__Task brief__
Verbatim reproduction of the entries is required; images must be omitted.

__Material provided__

>>

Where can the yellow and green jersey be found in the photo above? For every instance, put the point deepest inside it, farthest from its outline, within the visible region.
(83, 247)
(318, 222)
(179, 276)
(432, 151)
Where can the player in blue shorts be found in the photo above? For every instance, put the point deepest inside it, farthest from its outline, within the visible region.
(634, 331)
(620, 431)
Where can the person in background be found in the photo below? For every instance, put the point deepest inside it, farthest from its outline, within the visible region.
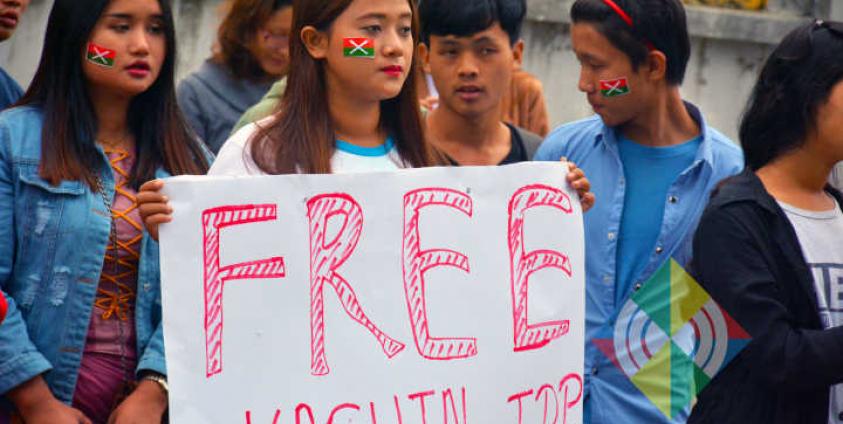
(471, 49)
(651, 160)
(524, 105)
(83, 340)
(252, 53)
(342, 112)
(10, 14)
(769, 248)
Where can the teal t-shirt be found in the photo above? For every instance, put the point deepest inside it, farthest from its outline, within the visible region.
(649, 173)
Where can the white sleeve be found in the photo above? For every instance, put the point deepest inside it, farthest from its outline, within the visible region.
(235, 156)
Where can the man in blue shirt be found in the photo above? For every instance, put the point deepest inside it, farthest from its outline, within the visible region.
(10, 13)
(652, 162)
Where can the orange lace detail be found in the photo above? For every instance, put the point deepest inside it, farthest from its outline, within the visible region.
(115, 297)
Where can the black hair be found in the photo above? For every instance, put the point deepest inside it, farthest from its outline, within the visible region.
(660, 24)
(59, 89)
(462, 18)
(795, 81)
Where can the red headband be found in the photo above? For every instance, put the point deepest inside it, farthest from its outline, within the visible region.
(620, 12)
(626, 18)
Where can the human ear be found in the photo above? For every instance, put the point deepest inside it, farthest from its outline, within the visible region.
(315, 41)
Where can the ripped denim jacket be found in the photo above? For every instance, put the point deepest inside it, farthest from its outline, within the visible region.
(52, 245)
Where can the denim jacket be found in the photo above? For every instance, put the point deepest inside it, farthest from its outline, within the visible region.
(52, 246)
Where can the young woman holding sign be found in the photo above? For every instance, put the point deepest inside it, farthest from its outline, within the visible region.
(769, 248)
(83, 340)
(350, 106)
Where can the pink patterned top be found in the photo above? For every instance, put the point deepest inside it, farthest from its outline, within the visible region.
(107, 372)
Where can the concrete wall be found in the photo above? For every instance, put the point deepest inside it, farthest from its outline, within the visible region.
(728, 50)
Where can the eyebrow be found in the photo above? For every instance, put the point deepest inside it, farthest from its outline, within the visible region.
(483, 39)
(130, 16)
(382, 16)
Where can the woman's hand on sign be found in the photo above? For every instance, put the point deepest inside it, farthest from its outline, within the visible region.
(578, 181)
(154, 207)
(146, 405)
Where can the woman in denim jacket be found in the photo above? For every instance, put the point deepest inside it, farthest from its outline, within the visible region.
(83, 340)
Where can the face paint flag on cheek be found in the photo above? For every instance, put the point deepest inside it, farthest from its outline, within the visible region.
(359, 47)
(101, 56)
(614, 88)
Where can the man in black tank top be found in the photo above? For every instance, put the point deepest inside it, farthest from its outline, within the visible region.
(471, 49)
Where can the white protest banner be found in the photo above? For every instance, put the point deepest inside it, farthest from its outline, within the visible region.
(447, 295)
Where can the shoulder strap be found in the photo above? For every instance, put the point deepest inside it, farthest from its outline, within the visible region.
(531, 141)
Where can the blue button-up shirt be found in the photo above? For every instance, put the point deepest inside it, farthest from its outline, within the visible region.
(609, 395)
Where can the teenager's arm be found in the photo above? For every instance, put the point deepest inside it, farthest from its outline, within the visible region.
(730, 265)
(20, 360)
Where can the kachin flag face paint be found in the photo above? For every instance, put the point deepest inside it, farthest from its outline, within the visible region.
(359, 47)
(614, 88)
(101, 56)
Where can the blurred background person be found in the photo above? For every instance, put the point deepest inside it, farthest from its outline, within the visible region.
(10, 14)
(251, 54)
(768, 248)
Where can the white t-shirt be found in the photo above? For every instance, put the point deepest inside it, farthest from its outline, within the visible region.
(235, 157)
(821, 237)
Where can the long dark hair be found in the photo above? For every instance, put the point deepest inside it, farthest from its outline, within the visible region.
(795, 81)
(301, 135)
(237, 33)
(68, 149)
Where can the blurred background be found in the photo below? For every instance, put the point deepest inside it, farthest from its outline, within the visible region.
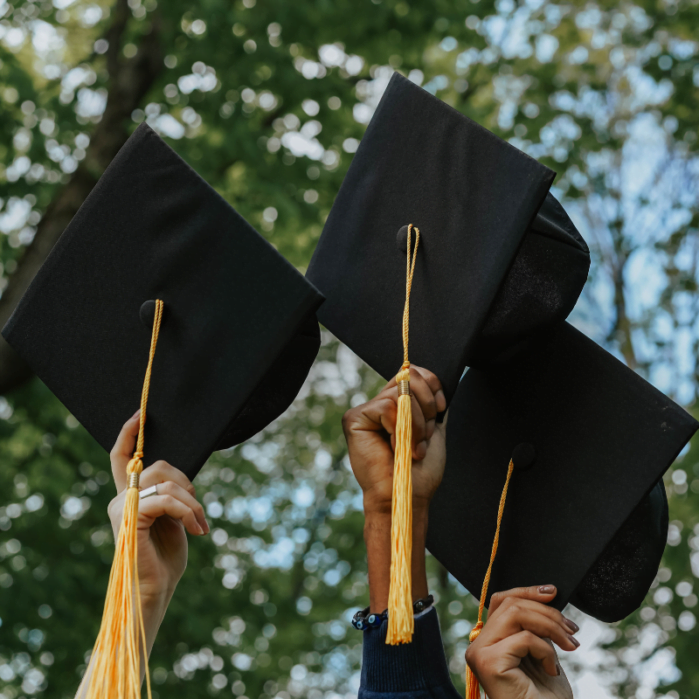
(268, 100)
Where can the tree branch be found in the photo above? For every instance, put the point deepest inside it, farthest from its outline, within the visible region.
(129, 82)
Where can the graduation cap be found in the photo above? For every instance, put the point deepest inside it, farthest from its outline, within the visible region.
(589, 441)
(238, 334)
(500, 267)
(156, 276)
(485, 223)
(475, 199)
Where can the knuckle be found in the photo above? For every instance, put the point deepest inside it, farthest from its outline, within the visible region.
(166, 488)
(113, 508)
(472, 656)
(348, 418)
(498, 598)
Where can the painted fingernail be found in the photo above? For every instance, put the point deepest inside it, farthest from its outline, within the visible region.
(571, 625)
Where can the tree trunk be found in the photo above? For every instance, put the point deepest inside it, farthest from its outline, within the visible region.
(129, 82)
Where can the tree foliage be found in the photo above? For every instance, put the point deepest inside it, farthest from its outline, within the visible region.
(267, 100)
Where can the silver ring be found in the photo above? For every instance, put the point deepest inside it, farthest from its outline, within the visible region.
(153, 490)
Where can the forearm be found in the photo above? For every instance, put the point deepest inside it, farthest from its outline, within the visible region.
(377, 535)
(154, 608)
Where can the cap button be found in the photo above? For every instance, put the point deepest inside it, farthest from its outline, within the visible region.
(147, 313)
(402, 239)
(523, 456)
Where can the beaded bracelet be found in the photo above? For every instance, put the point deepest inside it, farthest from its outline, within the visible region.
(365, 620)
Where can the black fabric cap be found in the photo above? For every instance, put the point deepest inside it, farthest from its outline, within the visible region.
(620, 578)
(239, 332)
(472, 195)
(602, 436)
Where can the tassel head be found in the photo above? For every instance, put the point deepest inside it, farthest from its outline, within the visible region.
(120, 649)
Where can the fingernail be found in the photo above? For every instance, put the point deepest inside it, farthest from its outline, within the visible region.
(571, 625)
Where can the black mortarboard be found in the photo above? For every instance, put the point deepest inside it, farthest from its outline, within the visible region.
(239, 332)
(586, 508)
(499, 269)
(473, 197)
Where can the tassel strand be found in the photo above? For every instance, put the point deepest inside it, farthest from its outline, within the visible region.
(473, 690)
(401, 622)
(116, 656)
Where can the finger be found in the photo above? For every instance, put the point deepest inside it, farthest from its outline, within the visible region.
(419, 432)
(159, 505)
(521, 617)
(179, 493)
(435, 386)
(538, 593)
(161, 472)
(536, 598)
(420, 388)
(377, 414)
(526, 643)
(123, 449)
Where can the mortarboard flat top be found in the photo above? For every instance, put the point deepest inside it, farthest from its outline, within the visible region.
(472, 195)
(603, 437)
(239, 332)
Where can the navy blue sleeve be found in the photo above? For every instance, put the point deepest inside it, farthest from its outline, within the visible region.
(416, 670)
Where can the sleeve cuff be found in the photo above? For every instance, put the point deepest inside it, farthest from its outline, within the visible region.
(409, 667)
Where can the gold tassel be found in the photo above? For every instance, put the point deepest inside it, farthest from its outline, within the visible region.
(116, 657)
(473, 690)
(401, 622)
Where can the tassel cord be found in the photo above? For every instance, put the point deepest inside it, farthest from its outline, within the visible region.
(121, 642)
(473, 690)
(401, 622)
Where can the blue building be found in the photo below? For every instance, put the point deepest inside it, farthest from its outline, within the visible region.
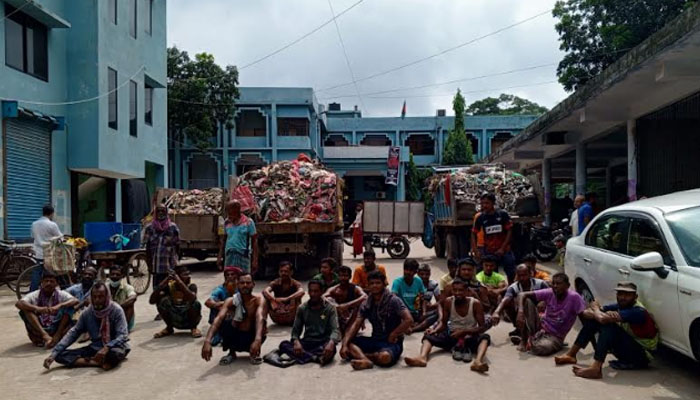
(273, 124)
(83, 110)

<<

__Task result__
Where can the yellow and green jersey be found in the photo above? For every instance, put the point deepest inside it, farthest from its outline, within the visible region.
(83, 247)
(318, 222)
(179, 276)
(432, 151)
Where can the player in blue shorts be found in the photo above? For every instance, put the point deepest inside it, farthest from its outline, within the visible region.
(634, 331)
(620, 431)
Where can the person in background be found in the photo below? For every instance, put the point deepest inside it, farthest from its outline, within the visible region.
(471, 49)
(651, 160)
(524, 105)
(83, 340)
(252, 53)
(342, 112)
(10, 14)
(769, 248)
Where can the teal t-shirt be found in the photo above? For every instance, put the point deepest inside it, farthest from its outline, within the visible region.
(649, 173)
Where can the white sleeve be found in the photo above? For every instance, put the point deepest inside it, farthest from its outline, within the visible region.
(235, 156)
Where can the man in blue shirt be found in the photo above? For every instance, put the point deepest inside it, farthest from its outline, within the visible region.
(10, 13)
(652, 162)
Where can the orange lace detail be found in the photo above? For every instance, put the point deepest inside it, farthest from its outline, within the visible region.
(115, 297)
Where can the black hair be found in the photo above? For every instance, put the point deepest inside it, farthest from its outline, within the visible region.
(660, 24)
(59, 89)
(462, 18)
(795, 81)
Where can the red headband be found in the photo above? For every instance, put the point deepest inside it, farthest from its outline, within the visible region.
(620, 12)
(626, 18)
Where can the human ear be found in the photo above? For every instance, put the point deepest inside it, farthest from its outline, within the visible region.
(315, 41)
Where can the ripped denim jacket be found in the photo above? For every instance, put the point deepest inside it, farthest from its outline, within the visible region.
(52, 245)
Where can the denim jacket be found in the photo above? For every instance, put the point deepest inside it, farthest from its outline, within the visible region.
(52, 246)
Where can the young woman holding sign be found in the photo above? For every instance, put the point deepest inside it, farthest from its outline, within the visible region.
(769, 248)
(83, 340)
(350, 106)
Where can the pink patterned top be found in the photo above? For every instance, put the point deepest inside it, farthest from its outline, within the visible region.
(107, 372)
Where can the concrete wall be found in the photo above? For every instance, put the point deepest inside it, farthest from its outline, within the visible region.
(728, 50)
Where can the eyebrow be found in the photo above? For every instance, put the point deepest inside it, farthest from its outline, within the visible region.
(483, 39)
(130, 16)
(382, 16)
Where can the woman's hand on sign be found in the photo above? For every instance, put the point deepest inside it, farthest from its outline, within the visible region.
(578, 181)
(154, 207)
(146, 405)
Where can the woman in denim jacket be found in the photo above? For every instance, put the point deepest inside it, farthest from its outline, within the visible region.
(83, 340)
Where can the face paint flag on cheek be found in the photo above? For every instance, put the point deepest inside it, farthest from its outline, within the visible region.
(359, 47)
(101, 56)
(614, 88)
Where can the man in black tank top be found in the photo above? For every instance, put the point deepest inside it, farthest from its outline, within the visible region.
(471, 49)
Where can the white protest banner be found in the photo above? For every instance, put the point deepest inside it, farthest from its outline, within the visible region.
(447, 295)
Where can the shoulder strap be found in the photo above? For every instance, put the point deepest inside it, farthest from its outline, within the visible region.
(531, 141)
Where can the blue button-up shirt be found in the photo above? For every instance, put the point deepest inside it, farthest from its outline, within the visible region.
(609, 395)
Where can the teenager's arm be found in the photo above? For every instance, put the point deepest inside it, farthest from its outline, within the visible region.
(730, 265)
(20, 360)
Where can the kachin flag face paint be found in the photo above? For every instance, put the point deepest inside it, farthest from its outline, within the visible region.
(359, 47)
(614, 88)
(101, 56)
Where can the blurred background person be found in the photo above? For every instance, put the point deepest inside it, farthest from its outline, within the visible region.
(10, 14)
(251, 54)
(768, 248)
Where can the white t-shirt be found in the photo above? For every instance, put the point deepest inside it, farthest from its outline, within the visible region.
(235, 157)
(821, 237)
Where can the long dark hair be found in the photo above? For every instance, put the point deepest inside it, farthest from its outline, within the visible region.
(795, 81)
(301, 135)
(237, 33)
(68, 149)
Where can the blurred background be found in the photo below? For every instance, put the point deepest inside it, farthest from its outline, within the visible region.
(268, 100)
Where can the tree branch be found in the photo above? For every instance, put the point deepest inside it, farthest from its outline, within the visible region.
(129, 82)
Where can the graduation cap be found in the photo above? For every instance, put the point deepest inside it, farthest from its outline, within the visible region.
(589, 441)
(238, 334)
(500, 267)
(156, 276)
(485, 223)
(475, 199)
Where can the knuckle be found in the photo above? For every instance, put the point deepest inside it, farthest from its outline, within the visible region.
(166, 488)
(113, 508)
(472, 656)
(348, 418)
(498, 598)
Where can the painted fingernail be found in the photo above? For every instance, put the point deepest inside it, farthest from its outline, within the visible region.
(571, 625)
Where can the tree trunk be found in the photo above? For every instance, put the point deepest inside it, farthest from its outline, within the visible region.
(129, 82)
Where can the tree foliage be found in the photo above? For every instance, put the point deepest inside it, farthest from its outline, within the visible region.
(267, 100)
Where can the silver ring be found in the photo above? For every instance, put the point deepest inside it, farthest from its outline, within the visible region.
(153, 490)
Where can the forearm be found in the photo above? For every instance, put the point deepest inside it, farthest from its outline, within the visible region.
(377, 535)
(154, 608)
Where can the cap button be found in the photo above? For every instance, put the point deepest inside it, farthest from its outline, within the visible region.
(147, 313)
(402, 239)
(523, 456)
Where can the beaded bracelet be found in the photo above? For every instance, put the point deepest inside it, farthest from its outline, within the visible region.
(365, 620)
Where can the black fabric cap be found in the photo above? For every instance, put the point deepest inside it, farthest from its outline, within the visible region.
(620, 578)
(239, 332)
(472, 195)
(602, 436)
Where can the tassel head be found in the photo above? For every instance, put the point deepest inside it, farthest from its outline, within the visible region.
(120, 649)
Where can the fingernail be found in the photo above? For every instance, put the point deepest inside it, farthest from its outline, within the visible region.
(571, 625)
Where can the black mortarboard be found in the photo above? For every instance, put the point deepest inside it, farthest from its outline, within the visible region.
(239, 332)
(586, 508)
(499, 269)
(473, 197)
Where can the tassel strand be found in the photo above? For every instance, put the point deepest inside it, farthest from its outline, within the visible region.
(473, 690)
(401, 622)
(116, 656)
Where can the finger be found in the photo above? For every instance, put the point deepest inside it, farthest from its outline, within the visible region.
(419, 432)
(159, 505)
(521, 617)
(179, 493)
(435, 386)
(538, 593)
(161, 472)
(536, 598)
(420, 388)
(377, 414)
(526, 643)
(123, 449)
Where can the mortarboard flat top be found in the photo above? For every instance, put the point deepest inside it, farthest from its outline, within the visible region.
(472, 195)
(603, 437)
(239, 332)
Where can the navy blue sleeve be found in the photo above? For every instance, put the point deepest inside it, farthest from its outline, within the visible region.
(416, 670)
Where can the sleeve cuff be found in the photo above? For every instance, put the point deepest inside it, farthest from its outline, within the visible region.
(409, 667)
Where can the gold tassel be found in the photo above? For every instance, put the point deepest inside it, farthest from its outline, within the visible region.
(116, 657)
(473, 690)
(401, 622)
Where can the tassel cord be found in the photo above? For every instance, put the point deepest inside it, farthest from its outline, within the visible region.
(121, 642)
(473, 690)
(401, 622)
Where can the blue building be found in the photo below? For every instance, put the point deepest inside it, farthest from its outline, within the visible region.
(273, 124)
(83, 110)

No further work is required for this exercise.